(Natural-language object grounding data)
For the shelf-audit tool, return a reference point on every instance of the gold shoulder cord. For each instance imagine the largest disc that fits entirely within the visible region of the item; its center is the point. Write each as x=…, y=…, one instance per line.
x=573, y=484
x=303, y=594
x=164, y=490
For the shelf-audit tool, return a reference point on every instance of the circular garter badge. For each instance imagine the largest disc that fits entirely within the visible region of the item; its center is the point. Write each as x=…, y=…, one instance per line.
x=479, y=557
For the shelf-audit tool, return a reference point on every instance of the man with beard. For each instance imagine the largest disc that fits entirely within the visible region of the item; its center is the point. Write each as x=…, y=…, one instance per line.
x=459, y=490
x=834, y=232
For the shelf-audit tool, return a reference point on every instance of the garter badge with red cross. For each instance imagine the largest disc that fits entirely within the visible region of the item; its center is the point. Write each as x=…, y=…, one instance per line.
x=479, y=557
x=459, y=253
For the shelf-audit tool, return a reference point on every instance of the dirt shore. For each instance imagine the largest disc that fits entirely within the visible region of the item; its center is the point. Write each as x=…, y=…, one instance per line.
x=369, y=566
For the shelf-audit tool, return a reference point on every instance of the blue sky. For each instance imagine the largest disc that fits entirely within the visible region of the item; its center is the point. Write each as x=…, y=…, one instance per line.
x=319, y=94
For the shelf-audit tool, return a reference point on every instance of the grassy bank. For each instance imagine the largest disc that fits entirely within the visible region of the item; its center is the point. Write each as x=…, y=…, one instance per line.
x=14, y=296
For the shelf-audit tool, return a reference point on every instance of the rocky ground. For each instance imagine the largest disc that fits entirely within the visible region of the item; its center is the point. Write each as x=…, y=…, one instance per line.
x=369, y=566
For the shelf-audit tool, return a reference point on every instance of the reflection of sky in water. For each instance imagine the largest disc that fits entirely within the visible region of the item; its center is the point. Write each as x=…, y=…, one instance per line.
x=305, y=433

WHAT TO PRODUCE: Nothing should be dropped or changed, so repeat all of the entries exactly.

RESULT BELOW:
For the shelf-audit tool, return a reference point on every instance of the gold shoulder cord. For each instance imagine the largest disc that fits entirely within the visible region of the item; its center is the point. Write each as x=…, y=…, one instance per line.
x=573, y=484
x=303, y=594
x=164, y=490
For the shelf-audit tool, return a reference point on every instance of the circular garter badge. For each instance imagine the largest disc that fits entirely within the visible region of the item; its center is the point. Write each as x=…, y=…, one instance per line.
x=479, y=557
For the shelf-audit tool, return a reference point on every instance of the man with beard. For each instance imagine the largest disc that fits entirely within the visible region of the item; its center is the point. Write each as x=…, y=…, one instance per line.
x=459, y=490
x=834, y=232
For the shelf-audit tool, return a reference point on every instance of the garter badge with red cross. For each instance imagine the largest disc that fits entirely within the visible region of the item; its center is the point. Write each as x=…, y=…, one instance per line.
x=479, y=557
x=459, y=253
For the shelf-audit tool, return a reference point on every instance of the dirt shore. For each instance imagine the largest disc that fits entirely within the visible region of the item; its center is the point. Write each as x=…, y=…, one instance per line.
x=369, y=566
For the shelf-audit tool, return a reference point on every instance of the blue sky. For each instance imagine the largest disc that fits entirely within the visible region of the item; its center is the point. Write each as x=…, y=…, one instance per line.
x=319, y=94
For the shelf-audit tool, return a reference point on every instance of the grassy bank. For each instance imagine the largest disc that fits entirely within the visible region of the item; its center is the point. Write each as x=…, y=…, one instance per line.
x=14, y=296
For the shelf-audit tool, return a reference point on every instance of the rocky ground. For each instance imagine the largest disc that fits entirely within the visible region of the item; its center is the point. Write each as x=…, y=…, one instance per line.
x=369, y=566
For the shelf-audit tool, return a reference point on every instance of the reflection of sky in water. For each instance imagine the largest disc that fits entirely within the visible region of the item; its center is the point. Write each as x=…, y=…, one instance per line.
x=305, y=433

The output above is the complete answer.